EXCERPTED TEXT: Begin

Saudi Arabia is “a very conservative and mostly closed society,” says Camille Alick, who is the program director for California nonprofit Muslims on Screen and Television and who helped Al Mansour refine her pitch at the Abu Dhabi conference. “So I think just having the opportunity as an audience to be able to peer in, and to be able to have someone like Haifaa guide you — it’s like someone opening their home. That’s the best you can ask for.”

After Al Mansour won the development money came the hard part: finding someone to produce it. Al Mansour e-mailed every arts funding organization in the Middle East, she says, and every production company in Europe. She quietly relishes meeting those producers who ignored her entreaties at film festivals where “Wadjda” has won hearts over the past year and a half: Tribeca this past spring, Cannes the spring before that, Telluride and Venice last year.

“They introduce themselves to me and I’m like, ‘Yeah, remember I sent you an e-mail?’ ” she says, laughing. “And they’re like, ‘I can’t imagine! Did you ?’ ”

The project was finally backed by Berlin-based Razor Film, which also produced the animated Israeli documentary “Waltz With Bashir” and the Palestinian feature “Paradise Now,” and partially funded by Rotana Studios and its billionaire owner, Saudi Prince Walid bin Talal. The Saudi Ministry of Culture signed off on the shoot, and last week Saudi Arabia announced that it had formally submitted “Wadjda” for consideration in the foreign-language Oscar category.

Her country has permitted her to work as a filmmaker, though it was still necessary for Al Mansour to direct public scenes from inside a van. She recognizes the cognitive dissonance.

“Reem Abdullah is a very famous TV star,” Al Mansour says, referring to the actor who plays Wadjda’s mother. “Reem, for example, can go to the supermarket and buy the most popular magazine with her face on it, and she’s posing in a very Western way, but she’s wearing an abaya because she’s not allowed on the street without one.”

The making and release of “Wadjda” aligns with other recent firsts for women in Saudi Arabia, says Isobel Coleman, senior fellow at the Council on Foreign Relations and author of “Paradise Beneath Her Feet: How Women Are Transforming the Middle East.” The swearing-in of 30 women to the Saudi king’s Shura Council earlier this year, the Olympic debut of female Saudi athletes in London last summer, the Women2Drive campaign that began on Saudi streets in 2011 — all are markers of change and also, paradoxically, reminders of the hurdles women still face in conservative nations in the Middle East. Even as educational opportunities have increased, unemployment among Saudi women who want to join the workforce is 34 percent, The Washington Post reported last year, mainly because of the strict interpretation of Islam that keeps women cordoned off from society.

EXCERPTED TEXT: End
RECORD EXCERPTS: Begin

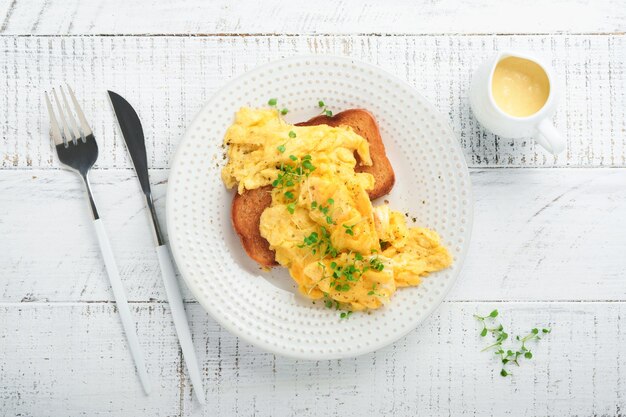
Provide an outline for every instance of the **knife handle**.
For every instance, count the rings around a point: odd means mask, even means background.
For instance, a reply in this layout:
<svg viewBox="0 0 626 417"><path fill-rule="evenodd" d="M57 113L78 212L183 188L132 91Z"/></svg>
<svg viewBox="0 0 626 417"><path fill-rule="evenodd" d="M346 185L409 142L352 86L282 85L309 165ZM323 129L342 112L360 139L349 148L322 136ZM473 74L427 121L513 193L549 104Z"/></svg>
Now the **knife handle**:
<svg viewBox="0 0 626 417"><path fill-rule="evenodd" d="M165 294L167 295L167 299L170 303L170 310L172 311L172 317L174 318L174 327L176 328L180 348L183 351L183 357L185 358L185 364L187 365L187 371L189 372L189 379L191 379L191 384L193 385L198 402L200 402L200 404L204 404L205 398L204 388L202 387L202 375L200 373L200 367L198 366L198 359L196 358L193 341L191 340L189 323L187 322L187 315L185 314L183 298L180 295L180 288L178 287L178 282L176 281L172 258L170 258L167 245L157 246L156 251L157 257L159 258L159 265L161 266L161 274L163 275Z"/></svg>
<svg viewBox="0 0 626 417"><path fill-rule="evenodd" d="M144 362L141 346L139 346L139 339L135 331L135 321L130 313L128 307L128 300L126 299L126 292L124 291L124 285L120 278L120 274L117 271L117 265L115 264L115 258L113 257L113 250L111 249L111 243L107 236L104 224L101 219L96 219L93 222L96 229L96 235L98 236L98 243L100 244L100 252L104 258L104 266L109 276L109 282L111 283L111 289L113 290L113 297L115 297L115 303L117 304L117 311L120 313L122 319L122 326L124 327L124 333L126 333L126 340L130 348L130 353L135 361L137 367L137 373L139 374L139 380L143 386L143 390L146 395L150 394L150 380L148 379L148 372L146 371L146 363Z"/></svg>

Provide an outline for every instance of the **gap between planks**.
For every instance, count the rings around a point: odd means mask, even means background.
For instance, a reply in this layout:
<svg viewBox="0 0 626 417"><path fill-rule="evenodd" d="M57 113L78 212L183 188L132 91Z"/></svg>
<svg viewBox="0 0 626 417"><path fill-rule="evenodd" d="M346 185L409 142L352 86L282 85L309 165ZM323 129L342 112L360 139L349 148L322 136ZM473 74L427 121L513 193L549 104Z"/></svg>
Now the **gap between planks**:
<svg viewBox="0 0 626 417"><path fill-rule="evenodd" d="M626 32L616 31L616 32L526 32L526 33L508 33L508 32L424 32L424 33L384 33L384 32L354 32L354 33L228 33L228 32L219 32L219 33L77 33L77 34L68 34L68 35L59 35L59 34L30 34L30 33L19 33L19 34L4 34L0 33L0 37L4 38L117 38L117 37L128 37L128 38L272 38L272 37L281 37L281 38L298 38L298 37L321 37L321 38L342 38L342 37L352 37L352 36L371 36L371 37L438 37L438 36L623 36L626 35Z"/></svg>

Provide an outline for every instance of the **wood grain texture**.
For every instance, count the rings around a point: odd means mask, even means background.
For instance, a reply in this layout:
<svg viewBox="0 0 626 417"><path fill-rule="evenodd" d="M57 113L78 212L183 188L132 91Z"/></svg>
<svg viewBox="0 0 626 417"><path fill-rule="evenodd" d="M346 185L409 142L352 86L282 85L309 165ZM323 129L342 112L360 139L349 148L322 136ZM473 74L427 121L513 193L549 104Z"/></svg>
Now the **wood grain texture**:
<svg viewBox="0 0 626 417"><path fill-rule="evenodd" d="M512 335L553 328L507 379L492 354L480 352L486 340L472 317L493 308ZM626 407L622 303L444 302L387 348L318 362L263 352L189 304L203 409L181 376L166 305L139 303L133 312L155 381L150 397L141 393L113 304L0 304L0 414L617 416Z"/></svg>
<svg viewBox="0 0 626 417"><path fill-rule="evenodd" d="M169 309L134 304L131 313L149 397L115 304L0 304L0 415L179 415L185 382Z"/></svg>
<svg viewBox="0 0 626 417"><path fill-rule="evenodd" d="M6 34L623 32L620 0L4 0Z"/></svg>
<svg viewBox="0 0 626 417"><path fill-rule="evenodd" d="M161 219L167 173L150 174ZM448 299L626 300L626 169L488 169L471 178L472 242ZM92 184L129 299L165 300L134 172L97 170ZM4 170L0 189L0 301L111 301L79 178Z"/></svg>
<svg viewBox="0 0 626 417"><path fill-rule="evenodd" d="M101 148L98 167L130 167L110 89L136 106L150 166L166 168L216 89L261 63L299 54L352 56L407 80L449 115L470 166L626 166L626 36L0 37L0 48L4 168L58 166L43 102L54 84L67 81L77 91ZM564 83L555 123L567 150L557 158L531 139L485 132L471 114L473 69L504 49L546 56Z"/></svg>

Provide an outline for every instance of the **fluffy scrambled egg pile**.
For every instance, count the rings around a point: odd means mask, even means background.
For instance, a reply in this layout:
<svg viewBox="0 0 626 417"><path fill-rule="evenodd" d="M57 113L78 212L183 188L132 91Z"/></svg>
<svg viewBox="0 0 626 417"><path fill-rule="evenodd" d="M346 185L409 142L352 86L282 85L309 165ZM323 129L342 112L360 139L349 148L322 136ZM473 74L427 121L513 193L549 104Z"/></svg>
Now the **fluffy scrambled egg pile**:
<svg viewBox="0 0 626 417"><path fill-rule="evenodd" d="M272 185L261 235L300 292L326 306L375 309L400 287L452 263L436 232L408 228L386 204L373 207L368 142L349 127L293 126L274 109L242 108L226 132L228 188Z"/></svg>

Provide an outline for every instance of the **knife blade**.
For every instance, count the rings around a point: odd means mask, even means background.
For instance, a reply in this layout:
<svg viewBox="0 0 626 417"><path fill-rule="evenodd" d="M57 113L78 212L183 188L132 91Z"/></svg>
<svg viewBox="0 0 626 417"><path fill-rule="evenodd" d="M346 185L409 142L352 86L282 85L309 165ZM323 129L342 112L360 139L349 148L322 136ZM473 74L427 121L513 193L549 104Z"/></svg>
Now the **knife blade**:
<svg viewBox="0 0 626 417"><path fill-rule="evenodd" d="M163 235L161 234L161 228L159 227L159 221L154 209L152 191L150 189L150 178L148 175L146 142L143 134L143 128L141 127L141 121L139 120L137 112L133 109L130 103L128 103L128 101L113 91L109 91L108 93L109 98L111 99L111 105L113 106L113 112L117 118L120 130L122 131L124 142L126 143L126 149L130 154L130 159L133 161L133 166L135 167L135 172L137 173L137 178L139 179L139 184L141 185L141 190L146 198L146 205L149 209L150 218L152 219L157 246L157 257L159 259L161 275L163 276L165 293L170 304L170 310L172 311L174 327L176 328L178 341L183 352L183 357L185 358L189 378L191 379L191 383L194 387L196 398L198 398L198 401L201 404L204 404L205 398L204 388L202 387L202 375L198 366L196 351L193 347L191 331L189 330L189 323L187 321L187 315L185 314L183 299L176 280L172 258L170 257Z"/></svg>

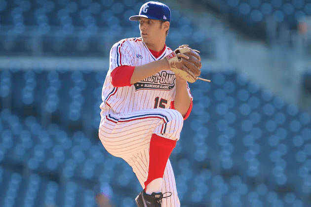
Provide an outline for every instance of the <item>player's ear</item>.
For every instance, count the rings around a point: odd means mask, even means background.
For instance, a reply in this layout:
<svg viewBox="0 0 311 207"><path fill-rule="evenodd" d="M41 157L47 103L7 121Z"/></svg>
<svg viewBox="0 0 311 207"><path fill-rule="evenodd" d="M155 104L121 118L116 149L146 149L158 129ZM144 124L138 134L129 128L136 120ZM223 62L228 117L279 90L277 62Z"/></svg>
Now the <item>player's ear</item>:
<svg viewBox="0 0 311 207"><path fill-rule="evenodd" d="M163 23L163 26L164 27L164 29L167 29L168 30L168 29L169 29L169 22L166 21L166 22L164 22Z"/></svg>

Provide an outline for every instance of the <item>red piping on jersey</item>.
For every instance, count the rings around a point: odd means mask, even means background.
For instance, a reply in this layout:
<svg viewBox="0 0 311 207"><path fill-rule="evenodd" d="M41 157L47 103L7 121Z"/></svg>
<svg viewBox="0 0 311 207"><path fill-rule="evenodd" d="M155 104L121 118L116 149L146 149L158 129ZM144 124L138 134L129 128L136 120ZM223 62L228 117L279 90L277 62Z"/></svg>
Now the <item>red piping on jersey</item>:
<svg viewBox="0 0 311 207"><path fill-rule="evenodd" d="M165 50L165 49L166 49L166 45L165 44L164 44L164 46L163 49L161 50L161 51L158 52L148 48L150 52L153 54L154 56L155 56L156 58L157 58L160 57Z"/></svg>
<svg viewBox="0 0 311 207"><path fill-rule="evenodd" d="M111 108L112 108L112 107L110 106L110 105L109 105L107 103L107 102L112 96L116 94L116 93L117 93L117 88L115 88L115 89L116 89L116 91L115 91L115 92L114 92L113 94L110 94L109 96L108 96L108 97L107 97L107 99L106 100L106 101L105 101L105 104L106 104L108 106L110 107Z"/></svg>
<svg viewBox="0 0 311 207"><path fill-rule="evenodd" d="M186 120L190 115L190 113L191 113L191 110L192 110L192 106L193 105L193 103L192 100L191 100L191 102L190 103L190 105L189 106L189 108L188 108L188 110L186 113L186 115L184 116L184 120ZM174 101L171 102L171 106L170 108L172 109L175 109L175 106L174 106ZM176 110L176 109L175 109Z"/></svg>
<svg viewBox="0 0 311 207"><path fill-rule="evenodd" d="M114 87L131 86L131 78L134 72L134 66L121 66L111 72L111 84Z"/></svg>

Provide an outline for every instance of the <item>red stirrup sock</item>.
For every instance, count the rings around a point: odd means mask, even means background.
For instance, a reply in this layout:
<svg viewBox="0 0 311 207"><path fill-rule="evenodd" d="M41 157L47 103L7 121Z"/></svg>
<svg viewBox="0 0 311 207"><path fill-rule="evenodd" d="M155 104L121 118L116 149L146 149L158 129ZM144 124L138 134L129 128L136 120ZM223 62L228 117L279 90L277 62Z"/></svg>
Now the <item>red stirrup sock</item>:
<svg viewBox="0 0 311 207"><path fill-rule="evenodd" d="M167 160L176 145L176 142L155 134L152 135L149 150L148 177L145 182L145 190L150 182L163 177Z"/></svg>

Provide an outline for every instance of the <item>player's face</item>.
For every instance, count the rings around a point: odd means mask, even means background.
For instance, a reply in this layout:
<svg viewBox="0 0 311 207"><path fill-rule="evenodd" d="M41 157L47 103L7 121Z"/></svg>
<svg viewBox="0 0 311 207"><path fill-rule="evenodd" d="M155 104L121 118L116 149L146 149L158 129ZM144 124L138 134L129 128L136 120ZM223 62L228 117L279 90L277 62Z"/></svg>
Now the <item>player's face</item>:
<svg viewBox="0 0 311 207"><path fill-rule="evenodd" d="M161 27L160 20L140 17L139 20L140 35L144 42L156 43L165 37L165 30Z"/></svg>

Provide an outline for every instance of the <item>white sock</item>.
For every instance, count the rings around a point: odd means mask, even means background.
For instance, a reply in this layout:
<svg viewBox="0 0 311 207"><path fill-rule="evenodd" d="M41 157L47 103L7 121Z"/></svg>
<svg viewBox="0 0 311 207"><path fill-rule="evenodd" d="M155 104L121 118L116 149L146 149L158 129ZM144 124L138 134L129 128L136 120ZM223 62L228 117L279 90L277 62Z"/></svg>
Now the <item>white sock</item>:
<svg viewBox="0 0 311 207"><path fill-rule="evenodd" d="M162 179L156 178L150 182L146 188L146 193L151 195L152 193L160 193L162 189Z"/></svg>

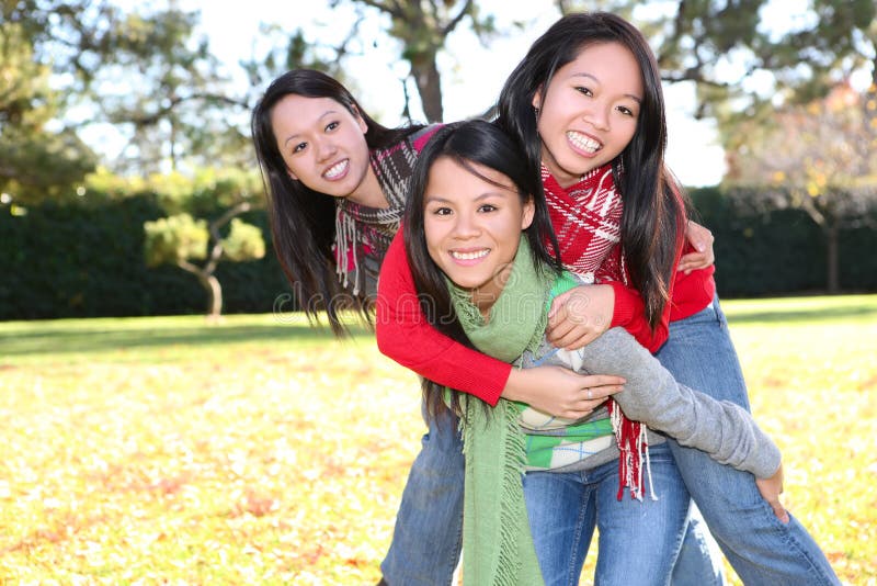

RECORD EXCERPTS: End

[PROBLEM 1] In the excerpted text about the film “Wadjda,” what mainly explains the 34 percent unemployment rate among Saudi women who want to join the workforce? Answer in one to three sentences.
[PROBLEM 2] Duplicate the portion of the excerpted text about “Wadjda” that begins at the words "After Al Mansour" and stops after the words "Venice last year.".

[RESULT 1] The unemployment is mainly due to the strict interpretation of Islam that keeps women cordoned off from society. The Washington Post reported this last year.

[RESULT 2]
After Al Mansour won the development money came the hard part: finding someone to produce it. Al Mansour e-mailed every arts funding organization in the Middle East, she says, and every production company in Europe. She quietly relishes meeting those producers who ignored her entreaties at film festivals where “Wadjda” has won hearts over the past year and a half: Tribeca this past spring, Cannes the spring before that, Telluride and Venice last year.